Work order
Restate the listing exactly and in full.

Entries provided
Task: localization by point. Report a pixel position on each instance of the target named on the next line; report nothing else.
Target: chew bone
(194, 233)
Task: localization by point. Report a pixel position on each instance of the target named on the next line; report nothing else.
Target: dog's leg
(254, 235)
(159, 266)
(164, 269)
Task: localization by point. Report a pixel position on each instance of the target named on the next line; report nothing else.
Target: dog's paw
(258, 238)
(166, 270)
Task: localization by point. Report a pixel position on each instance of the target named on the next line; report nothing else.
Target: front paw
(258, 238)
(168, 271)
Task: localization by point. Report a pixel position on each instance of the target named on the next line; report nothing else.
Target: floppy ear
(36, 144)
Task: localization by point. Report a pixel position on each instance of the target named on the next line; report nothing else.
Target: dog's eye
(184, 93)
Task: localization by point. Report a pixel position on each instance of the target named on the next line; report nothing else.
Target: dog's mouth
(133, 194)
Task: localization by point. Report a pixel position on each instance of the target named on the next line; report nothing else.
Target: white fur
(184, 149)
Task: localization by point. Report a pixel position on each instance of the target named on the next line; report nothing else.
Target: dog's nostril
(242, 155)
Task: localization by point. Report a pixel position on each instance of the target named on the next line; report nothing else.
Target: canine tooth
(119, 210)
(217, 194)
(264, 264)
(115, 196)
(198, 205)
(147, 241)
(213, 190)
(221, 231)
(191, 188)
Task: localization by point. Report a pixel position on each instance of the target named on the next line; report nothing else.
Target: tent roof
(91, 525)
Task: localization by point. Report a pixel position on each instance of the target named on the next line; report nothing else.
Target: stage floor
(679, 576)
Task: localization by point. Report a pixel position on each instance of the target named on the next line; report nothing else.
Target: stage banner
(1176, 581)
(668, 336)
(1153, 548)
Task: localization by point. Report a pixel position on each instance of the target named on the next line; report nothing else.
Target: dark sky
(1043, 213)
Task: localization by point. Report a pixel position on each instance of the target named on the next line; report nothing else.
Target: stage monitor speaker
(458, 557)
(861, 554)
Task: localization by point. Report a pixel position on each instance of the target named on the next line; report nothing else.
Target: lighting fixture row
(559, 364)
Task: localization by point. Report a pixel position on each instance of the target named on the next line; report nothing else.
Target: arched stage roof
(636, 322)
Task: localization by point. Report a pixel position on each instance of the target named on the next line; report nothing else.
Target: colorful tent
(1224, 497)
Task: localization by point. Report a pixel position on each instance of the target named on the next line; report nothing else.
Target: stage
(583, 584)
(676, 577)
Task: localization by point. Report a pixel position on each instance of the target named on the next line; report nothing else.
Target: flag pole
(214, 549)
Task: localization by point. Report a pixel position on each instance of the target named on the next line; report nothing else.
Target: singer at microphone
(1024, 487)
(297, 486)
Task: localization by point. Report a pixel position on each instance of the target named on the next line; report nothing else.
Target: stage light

Result below
Task: localization by point. Report a pixel position on each instance of the target named on the next line; report nothing else.
Target: chew bone
(194, 233)
Task: localization by point. Report a pixel position on each instance of the target named on the next line; report nothing else.
Target: dog's leg
(254, 235)
(159, 266)
(164, 269)
Task: localization by point. Report a pixel position on each instance of the target named on the next line; report nothing else.
Target: dog's paw
(258, 238)
(166, 270)
Task: localization by point. Report a pixel position on each instance of the target named on the next line; report nothing else.
Target: front paw
(258, 238)
(168, 271)
Task: localization by point. Report a pixel position on each instance of the target named on the next line; report nothing else.
Target: floppy ear
(36, 144)
Task: localization by point. Report a pixel position on each instance of the target named on the next line; report nothing else.
Target: dog's eye
(184, 93)
Task: localization by point. Report a pixel position on each instance of the target named on the next line; report nothing else.
Target: dog's mouth
(133, 194)
Task: localization by point. Report a pixel position on each instance of the target named on the next line; report nothing else.
Target: white fur
(184, 149)
Task: localization by point. Report a pixel position on each instance of the target named on the next line; report nothing else.
Target: dog's nostril
(242, 155)
Task: localization by point. Report a pixel position on each instance of the target named on the next line; report nothing else.
Target: canine tooth
(119, 210)
(217, 194)
(264, 264)
(115, 196)
(198, 205)
(147, 241)
(213, 190)
(221, 231)
(191, 188)
Task: localization by point. Report a pixel position on each instance of the target named on the next line; report nothing else.
Target: tent roof
(91, 525)
Task: localization by point. Report a pixel position on each instance of the target named on the next line; report nothing else.
Target: stage floor
(679, 576)
Task: localization by point. Report a pixel position on each instance of the target named on the next line; report nothing else.
Target: stage banner
(1176, 581)
(668, 336)
(1153, 548)
Task: localization by point. Report a pixel position on each instance of the target named on the next line; report nothing else.
Target: dark sky
(1043, 213)
Task: localization by point. Report a pixel position on each instance of the target named on the next line; report nothing else.
Target: stage monitor speaker
(458, 557)
(861, 554)
Task: localization by point. Report a pixel position on each instance of the target named on the next line; report nothing else.
Target: lighting fixture row
(559, 364)
Task: localization by point. Report a pixel position on each instance of the target named on the next line; report nothing else.
Target: arched stage roof
(636, 322)
Task: localization by point. Report a pixel position on each instance of the target named on the next line; report nothing else.
Target: colorful tent
(1224, 497)
Task: localization by point. Report a pixel position on each instance of the target named on the next line; report nothing else.
Target: stage
(583, 584)
(676, 577)
Task: localization by point. Report a pixel position on each instance of the target named on the next line; report nothing else.
Target: flag pole
(214, 549)
Task: localization by point. Report a pixel position on each instance of the target named on the next line; report nothing else.
Target: singer at microphone
(1024, 487)
(297, 486)
Task: localization by point. Report a pixel position on each instance of the target named on the next line; report nothing else.
Target: stage light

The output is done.